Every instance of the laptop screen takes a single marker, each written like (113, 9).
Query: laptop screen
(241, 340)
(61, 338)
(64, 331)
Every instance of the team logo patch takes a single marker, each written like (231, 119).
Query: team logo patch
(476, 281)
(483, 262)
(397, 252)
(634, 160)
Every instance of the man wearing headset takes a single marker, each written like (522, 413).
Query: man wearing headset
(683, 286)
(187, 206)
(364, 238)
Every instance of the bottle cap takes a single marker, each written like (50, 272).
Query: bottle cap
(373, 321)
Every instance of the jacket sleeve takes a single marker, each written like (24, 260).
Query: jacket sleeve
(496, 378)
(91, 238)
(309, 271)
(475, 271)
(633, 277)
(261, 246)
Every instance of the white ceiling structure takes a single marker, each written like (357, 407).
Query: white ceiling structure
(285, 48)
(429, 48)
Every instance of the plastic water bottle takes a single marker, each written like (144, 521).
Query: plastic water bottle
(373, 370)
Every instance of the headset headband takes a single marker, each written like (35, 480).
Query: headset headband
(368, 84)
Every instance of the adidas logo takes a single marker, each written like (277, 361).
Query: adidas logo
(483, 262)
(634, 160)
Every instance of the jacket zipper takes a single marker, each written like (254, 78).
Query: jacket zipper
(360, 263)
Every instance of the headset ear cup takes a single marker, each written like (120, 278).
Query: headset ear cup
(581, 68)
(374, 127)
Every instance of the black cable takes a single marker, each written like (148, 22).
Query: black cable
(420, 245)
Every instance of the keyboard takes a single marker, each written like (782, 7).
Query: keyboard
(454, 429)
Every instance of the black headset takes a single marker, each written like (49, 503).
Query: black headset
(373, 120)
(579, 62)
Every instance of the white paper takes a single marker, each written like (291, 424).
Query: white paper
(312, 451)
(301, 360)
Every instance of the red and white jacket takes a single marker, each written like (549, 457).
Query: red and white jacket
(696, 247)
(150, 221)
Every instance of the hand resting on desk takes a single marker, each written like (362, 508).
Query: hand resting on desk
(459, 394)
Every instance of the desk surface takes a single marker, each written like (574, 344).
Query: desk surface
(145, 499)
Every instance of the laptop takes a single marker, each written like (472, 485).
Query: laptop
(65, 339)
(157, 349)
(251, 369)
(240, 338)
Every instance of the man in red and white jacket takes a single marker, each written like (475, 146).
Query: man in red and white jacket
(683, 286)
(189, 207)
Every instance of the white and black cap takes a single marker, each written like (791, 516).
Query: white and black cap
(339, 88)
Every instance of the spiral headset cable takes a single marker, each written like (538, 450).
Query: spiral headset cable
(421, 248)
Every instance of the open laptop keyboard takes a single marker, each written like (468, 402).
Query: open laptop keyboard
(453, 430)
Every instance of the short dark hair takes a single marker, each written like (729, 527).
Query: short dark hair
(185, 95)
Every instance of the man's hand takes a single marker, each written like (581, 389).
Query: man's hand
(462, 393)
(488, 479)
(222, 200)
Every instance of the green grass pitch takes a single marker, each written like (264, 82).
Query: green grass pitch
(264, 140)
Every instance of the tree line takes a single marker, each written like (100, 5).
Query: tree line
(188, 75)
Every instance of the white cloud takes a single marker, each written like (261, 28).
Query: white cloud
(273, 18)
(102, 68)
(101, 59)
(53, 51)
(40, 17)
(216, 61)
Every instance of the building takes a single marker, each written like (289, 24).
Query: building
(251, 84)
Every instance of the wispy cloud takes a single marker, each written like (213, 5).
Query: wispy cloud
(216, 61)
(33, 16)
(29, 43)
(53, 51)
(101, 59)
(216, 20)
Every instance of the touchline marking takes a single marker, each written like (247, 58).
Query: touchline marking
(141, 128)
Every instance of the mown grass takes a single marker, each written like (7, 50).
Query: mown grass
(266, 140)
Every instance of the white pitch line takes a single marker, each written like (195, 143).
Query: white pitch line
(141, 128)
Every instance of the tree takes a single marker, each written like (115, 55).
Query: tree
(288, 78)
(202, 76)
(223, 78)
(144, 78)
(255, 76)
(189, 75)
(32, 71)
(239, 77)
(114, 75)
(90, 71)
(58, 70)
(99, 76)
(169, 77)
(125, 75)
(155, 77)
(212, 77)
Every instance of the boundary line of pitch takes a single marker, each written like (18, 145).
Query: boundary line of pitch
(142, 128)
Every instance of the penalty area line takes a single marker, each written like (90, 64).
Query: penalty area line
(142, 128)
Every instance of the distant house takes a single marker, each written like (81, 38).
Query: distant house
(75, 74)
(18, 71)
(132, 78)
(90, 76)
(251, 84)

-*-

Print the data word for word.

WRITTEN ANSWER -
Every instance of the laptop screen takes a single marker, each written like (113, 9).
Query: laptop screen
(241, 340)
(61, 338)
(64, 331)
Every instance of the team logo patch takes a single marker, each written like (231, 119).
Query: team logo patch
(476, 281)
(483, 262)
(397, 252)
(634, 160)
Every instance of the man wearing headset takes a single marker, each written like (522, 413).
Query: man wearing headset
(683, 286)
(187, 206)
(364, 238)
Every instance of the bottle cap takes a single marker, each written like (50, 272).
Query: bottle cap
(373, 321)
Every instance of the jacket sleeve takes a single marker, each written like (24, 260).
Query: jacket sleeve
(496, 378)
(91, 238)
(309, 271)
(475, 271)
(633, 277)
(261, 246)
Every instance of the white ceiling structure takes a single marker, each written like (357, 407).
Query: white ceiling structure
(285, 48)
(429, 48)
Every instance of the plastic water bottle takes a single marker, each written like (144, 521).
Query: plastic water bottle
(373, 370)
Every instance of the headset headband takes a single marker, each written like (35, 480).
Query: headset headband
(368, 84)
Every instance of the adidas logo takes a single marker, each written like (277, 361).
Query: adidas logo
(483, 262)
(634, 160)
Every instance of the jacket zipper takes a single marker, each written like (254, 78).
Query: jacket zipper
(360, 263)
Every instance of the headset ear cup takes a single marker, each written like (120, 278).
Query: headset ear cup
(581, 68)
(374, 127)
Every instance of the black cable takes a single marker, each written like (148, 22).
Query: black cable
(420, 245)
Every instance of the keyboard takes a single marker, each written like (782, 7).
Query: keyboard
(454, 429)
Every instance of the black headset takes a single marker, each written like (49, 503).
Query: black headset
(373, 120)
(579, 62)
Every instance of the white paper takes a single marker, each written like (291, 424).
Query: white paper
(312, 451)
(301, 360)
Every instance of the red and white jacket takes a single marker, each written like (549, 457).
Query: red and white jacket
(696, 247)
(150, 221)
Every instance of the hand resting on desk takes a single marker, each written like (362, 508).
Query: hand resting on desk
(459, 394)
Every instance of the desk surface takes a single marker, each written like (574, 344).
Query: desk surface
(145, 499)
Every instance of the laptop takes a single marker, each written like (472, 485).
Query: laptop
(65, 339)
(157, 349)
(251, 369)
(240, 338)
Every instance of the man in red and white jacket takes a single marker, each written like (475, 146).
Query: man in red and white jacket
(683, 286)
(189, 207)
Every instance of the white and black cap takes a single marker, each written like (791, 516).
Query: white and black cap
(339, 88)
Every instance of the spiral headset cable takes a single marker, each written like (538, 450).
Query: spiral headset cable
(421, 248)
Every instance of the open laptop keyboard takes a single marker, each written like (468, 402).
Query: open laptop keyboard
(453, 430)
Every instance of the short dark hair takes a single marker, each written like (729, 527).
Query: short dark hair
(185, 95)
Every instance of the man's hand takes a single marker, each written like (581, 389).
Query: man's hand
(462, 393)
(488, 479)
(222, 200)
Every instance of the green grass pitch takes a single marker, each written like (264, 82).
Query: green grass pitch
(264, 140)
Every instance of the tree line takes a single marker, each written like (100, 5).
Query: tree line
(188, 75)
Every instance of the white cloud takes a single marker, each written like (261, 28).
Query: white cloud
(273, 18)
(102, 68)
(101, 59)
(53, 51)
(40, 17)
(216, 61)
Every instance of the building takes a single marker, each written like (289, 24).
Query: building
(251, 84)
Every instance of the wispy cloud takes a single marker, each written like (213, 5).
Query: wispy cloud
(216, 61)
(33, 16)
(29, 43)
(53, 51)
(101, 59)
(216, 20)
Every instance of the touchline marking takes a single marker, each written like (247, 58).
Query: touchline marking
(141, 128)
Every instance of the mown grass takes a single marker, each written like (7, 50).
Query: mown grass
(266, 140)
Every instance of the white pitch line takes a single marker, each written like (195, 143).
Query: white pitch line
(141, 128)
Every instance of the tree takes a single marker, each written like (115, 55).
Query: tree
(288, 78)
(202, 76)
(223, 78)
(144, 78)
(255, 76)
(189, 75)
(32, 71)
(239, 77)
(114, 75)
(90, 71)
(58, 70)
(99, 76)
(169, 77)
(125, 75)
(155, 77)
(212, 77)
Every instance of the boundary line of pitch takes a single marker, each written like (18, 145).
Query: boundary line of pitch
(142, 128)
Every instance of the penalty area line takes a single marker, each written like (90, 64).
Query: penalty area line
(142, 128)
Every instance of the distant house takes a single marker, each written like (81, 38).
Query: distant house
(75, 74)
(18, 71)
(132, 78)
(90, 76)
(251, 84)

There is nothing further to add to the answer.